[Directions for this task]:
Reproduce the rows below word for word, leaving out the picture.

[Material shown]:
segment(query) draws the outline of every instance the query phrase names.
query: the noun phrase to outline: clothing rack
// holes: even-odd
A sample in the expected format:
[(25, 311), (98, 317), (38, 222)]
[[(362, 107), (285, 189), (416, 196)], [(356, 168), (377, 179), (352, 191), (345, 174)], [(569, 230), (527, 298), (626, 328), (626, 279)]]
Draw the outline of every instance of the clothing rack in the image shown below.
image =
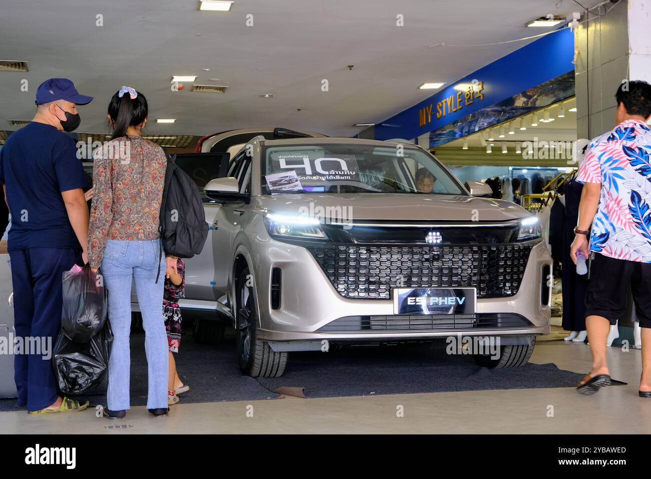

[Full solution]:
segment(query) draws the outline of every instance the query phrase names.
query: the noun phrase to outline: clothing rack
// holes: even-odd
A sample in the expected format:
[(25, 311), (98, 317), (38, 222)]
[[(362, 107), (285, 189), (416, 196)], [(356, 168), (377, 179), (352, 191), (345, 174)], [(569, 230), (527, 298), (626, 328), (626, 279)]]
Draw the outline of every instance of the clothing rack in the image shown below.
image =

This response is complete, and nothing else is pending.